═════ DATASET

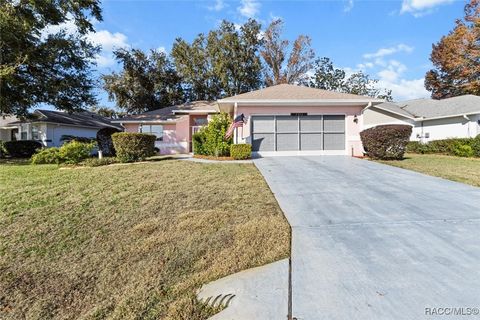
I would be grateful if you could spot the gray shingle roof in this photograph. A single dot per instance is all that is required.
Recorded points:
(293, 92)
(167, 114)
(429, 108)
(84, 118)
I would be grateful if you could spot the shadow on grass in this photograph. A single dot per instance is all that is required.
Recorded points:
(14, 161)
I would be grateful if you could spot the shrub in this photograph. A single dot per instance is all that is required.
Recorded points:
(463, 151)
(104, 141)
(476, 146)
(68, 138)
(47, 156)
(3, 150)
(386, 141)
(198, 140)
(22, 148)
(74, 152)
(215, 143)
(97, 162)
(131, 146)
(241, 151)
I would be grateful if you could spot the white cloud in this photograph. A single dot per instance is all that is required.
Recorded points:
(249, 8)
(107, 40)
(382, 52)
(217, 6)
(421, 7)
(404, 89)
(348, 6)
(162, 49)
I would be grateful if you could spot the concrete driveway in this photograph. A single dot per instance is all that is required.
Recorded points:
(370, 241)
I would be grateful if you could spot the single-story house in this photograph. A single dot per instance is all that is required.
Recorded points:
(279, 120)
(49, 126)
(456, 117)
(7, 131)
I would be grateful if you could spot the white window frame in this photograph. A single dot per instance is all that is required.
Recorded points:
(143, 129)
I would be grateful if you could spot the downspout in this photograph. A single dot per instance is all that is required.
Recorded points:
(235, 133)
(468, 124)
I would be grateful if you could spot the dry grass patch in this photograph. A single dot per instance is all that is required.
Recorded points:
(130, 242)
(465, 170)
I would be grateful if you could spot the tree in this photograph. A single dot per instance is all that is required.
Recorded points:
(327, 77)
(41, 67)
(222, 63)
(147, 81)
(274, 52)
(456, 58)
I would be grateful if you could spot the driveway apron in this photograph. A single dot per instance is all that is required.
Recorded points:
(371, 241)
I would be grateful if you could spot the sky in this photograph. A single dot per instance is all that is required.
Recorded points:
(389, 40)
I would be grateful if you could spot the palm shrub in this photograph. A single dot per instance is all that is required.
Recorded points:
(386, 142)
(132, 146)
(215, 143)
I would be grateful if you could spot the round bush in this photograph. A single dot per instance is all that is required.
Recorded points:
(47, 156)
(464, 151)
(22, 148)
(104, 141)
(132, 147)
(241, 151)
(386, 142)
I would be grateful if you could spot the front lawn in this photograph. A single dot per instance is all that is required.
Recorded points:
(466, 170)
(129, 241)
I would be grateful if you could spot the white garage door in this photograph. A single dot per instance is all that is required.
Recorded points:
(298, 133)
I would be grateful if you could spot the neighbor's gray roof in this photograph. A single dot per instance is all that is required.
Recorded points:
(293, 92)
(83, 118)
(429, 108)
(167, 113)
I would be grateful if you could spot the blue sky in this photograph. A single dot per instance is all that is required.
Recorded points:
(390, 40)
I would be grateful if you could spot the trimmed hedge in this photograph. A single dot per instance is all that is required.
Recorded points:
(452, 147)
(210, 141)
(22, 148)
(241, 151)
(387, 142)
(131, 146)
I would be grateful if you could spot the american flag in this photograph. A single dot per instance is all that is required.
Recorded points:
(237, 122)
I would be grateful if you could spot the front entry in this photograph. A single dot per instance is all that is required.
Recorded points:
(298, 133)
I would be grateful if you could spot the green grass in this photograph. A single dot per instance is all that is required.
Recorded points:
(131, 241)
(465, 170)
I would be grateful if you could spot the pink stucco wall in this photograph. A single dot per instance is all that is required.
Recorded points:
(352, 129)
(175, 136)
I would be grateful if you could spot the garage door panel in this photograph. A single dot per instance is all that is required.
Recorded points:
(263, 142)
(263, 124)
(287, 141)
(287, 124)
(334, 123)
(311, 123)
(334, 141)
(311, 141)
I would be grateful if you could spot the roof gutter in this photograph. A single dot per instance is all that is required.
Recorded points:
(290, 102)
(463, 115)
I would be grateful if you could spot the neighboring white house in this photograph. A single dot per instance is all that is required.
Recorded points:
(457, 117)
(49, 127)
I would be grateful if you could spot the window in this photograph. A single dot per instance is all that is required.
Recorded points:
(35, 133)
(155, 129)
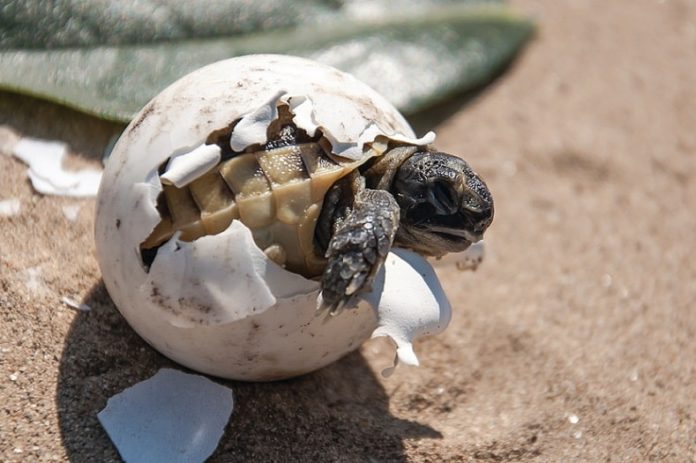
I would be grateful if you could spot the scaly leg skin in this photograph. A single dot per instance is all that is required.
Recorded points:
(358, 247)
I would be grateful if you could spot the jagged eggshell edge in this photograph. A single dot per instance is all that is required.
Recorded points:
(256, 334)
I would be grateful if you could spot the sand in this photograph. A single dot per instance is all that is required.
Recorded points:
(575, 341)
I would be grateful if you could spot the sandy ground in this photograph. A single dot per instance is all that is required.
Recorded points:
(574, 342)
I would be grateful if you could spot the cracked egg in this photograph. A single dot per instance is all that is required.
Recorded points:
(207, 251)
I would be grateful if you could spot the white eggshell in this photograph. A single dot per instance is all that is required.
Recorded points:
(217, 304)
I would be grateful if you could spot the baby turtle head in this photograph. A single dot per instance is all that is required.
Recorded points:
(445, 206)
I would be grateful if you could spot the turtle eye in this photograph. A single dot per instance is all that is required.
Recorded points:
(443, 197)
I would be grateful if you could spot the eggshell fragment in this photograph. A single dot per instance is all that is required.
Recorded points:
(217, 304)
(170, 417)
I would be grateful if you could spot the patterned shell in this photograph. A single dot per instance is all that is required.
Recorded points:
(277, 193)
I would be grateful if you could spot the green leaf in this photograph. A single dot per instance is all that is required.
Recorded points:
(414, 58)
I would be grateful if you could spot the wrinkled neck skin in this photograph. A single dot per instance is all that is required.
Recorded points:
(445, 206)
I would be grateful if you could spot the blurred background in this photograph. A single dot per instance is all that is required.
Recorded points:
(575, 338)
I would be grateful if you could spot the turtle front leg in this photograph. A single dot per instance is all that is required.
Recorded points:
(360, 243)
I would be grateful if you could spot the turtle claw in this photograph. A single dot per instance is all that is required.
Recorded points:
(358, 248)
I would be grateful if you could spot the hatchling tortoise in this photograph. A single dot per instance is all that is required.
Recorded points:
(318, 214)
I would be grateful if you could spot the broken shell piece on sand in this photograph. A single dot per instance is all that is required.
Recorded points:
(170, 417)
(216, 303)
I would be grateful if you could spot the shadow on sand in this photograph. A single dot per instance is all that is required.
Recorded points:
(340, 413)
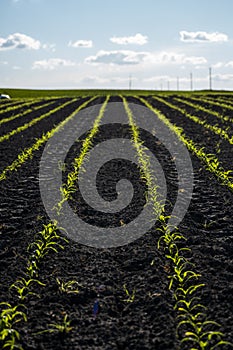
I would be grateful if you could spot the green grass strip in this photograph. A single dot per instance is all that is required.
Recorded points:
(13, 108)
(28, 111)
(34, 121)
(210, 160)
(214, 128)
(27, 153)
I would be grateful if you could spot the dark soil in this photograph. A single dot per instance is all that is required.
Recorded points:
(149, 321)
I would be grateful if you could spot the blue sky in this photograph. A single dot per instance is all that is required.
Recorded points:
(100, 43)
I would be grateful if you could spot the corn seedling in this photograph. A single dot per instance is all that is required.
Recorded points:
(214, 128)
(23, 286)
(210, 160)
(69, 187)
(59, 328)
(9, 317)
(129, 297)
(47, 240)
(28, 153)
(69, 287)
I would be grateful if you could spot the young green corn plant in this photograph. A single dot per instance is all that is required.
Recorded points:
(59, 328)
(23, 287)
(47, 240)
(9, 317)
(69, 287)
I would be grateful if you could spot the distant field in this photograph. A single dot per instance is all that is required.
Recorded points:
(23, 93)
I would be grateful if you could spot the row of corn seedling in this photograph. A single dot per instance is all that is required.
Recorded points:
(213, 102)
(68, 188)
(34, 121)
(29, 110)
(210, 161)
(18, 106)
(214, 128)
(46, 241)
(198, 107)
(193, 326)
(28, 152)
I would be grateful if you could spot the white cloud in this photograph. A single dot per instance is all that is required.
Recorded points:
(50, 47)
(81, 43)
(19, 41)
(223, 65)
(137, 39)
(120, 57)
(218, 65)
(223, 77)
(201, 36)
(229, 64)
(123, 57)
(52, 63)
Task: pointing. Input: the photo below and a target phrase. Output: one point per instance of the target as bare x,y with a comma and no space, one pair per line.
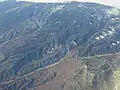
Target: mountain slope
36,35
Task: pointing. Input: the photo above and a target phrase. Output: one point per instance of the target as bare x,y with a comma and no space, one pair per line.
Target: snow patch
97,38
102,37
58,8
113,44
118,42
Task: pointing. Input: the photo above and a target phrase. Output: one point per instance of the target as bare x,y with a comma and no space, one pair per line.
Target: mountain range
59,46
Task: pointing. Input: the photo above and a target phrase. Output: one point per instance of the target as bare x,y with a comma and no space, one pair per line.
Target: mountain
34,36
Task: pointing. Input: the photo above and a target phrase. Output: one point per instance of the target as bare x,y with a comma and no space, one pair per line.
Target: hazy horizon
114,3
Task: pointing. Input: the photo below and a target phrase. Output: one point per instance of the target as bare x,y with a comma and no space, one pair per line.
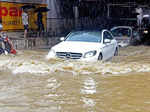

══════════

• TASK DESCRIPTION: Take the lines from the first line of the entries through the line with "I would be grateful if you could spot the driveway", inclusive, and give them again exactly, minus any pictures.

• REPLY TO THE EXERCISE:
I would be grateful if you could spot the gray shingle roof in this photograph. A single dot per instance is all that is required.
Recorded points:
(293, 92)
(167, 114)
(429, 108)
(84, 118)
I would be grateful if you could spot the shadow on grass in this photograph. A single dot per instance is all that is required.
Recorded points:
(14, 161)
I would be grateful if you could spot the shrub in this photograph. A single dot per instance is all that is required.
Recorded points:
(463, 151)
(104, 141)
(476, 146)
(68, 138)
(47, 156)
(3, 150)
(386, 141)
(198, 140)
(22, 148)
(74, 152)
(215, 143)
(97, 162)
(131, 146)
(241, 151)
I would be grateful if you could spot the white cloud in this photograph. A single dot per instance is all that is required.
Recorded points:
(249, 8)
(107, 40)
(382, 52)
(217, 6)
(421, 7)
(404, 89)
(348, 6)
(162, 49)
I would be grateful if you could spot the concrete driveway in this photograph. A single dot per instance is all that is required.
Recorded points:
(370, 241)
I would be grateful if you could spot the single-story house in this photograph. A single dot per instance is all that is required.
Recorded points:
(279, 120)
(49, 126)
(456, 117)
(7, 131)
I would be grateful if you could spot the white window frame in this photograph. A single dot per instance is all that is required.
Recorded points:
(143, 129)
I would be grateful if you could spot the downspout in this photograph. A single dot per instance is all that is required.
Recorded points:
(235, 133)
(468, 124)
I would be grateful if you could spot the dry grass patch in this photograph. A single dot per instance is all that is required.
Recorded points:
(130, 242)
(465, 170)
I would be grateful if you could spot the tree in this photograph. A single dot per instance is all that is required.
Recorded points:
(327, 77)
(41, 67)
(222, 63)
(147, 81)
(274, 52)
(456, 58)
I would be grateful if you could spot the driveway apron in this photograph. A single dot per instance is all that is required.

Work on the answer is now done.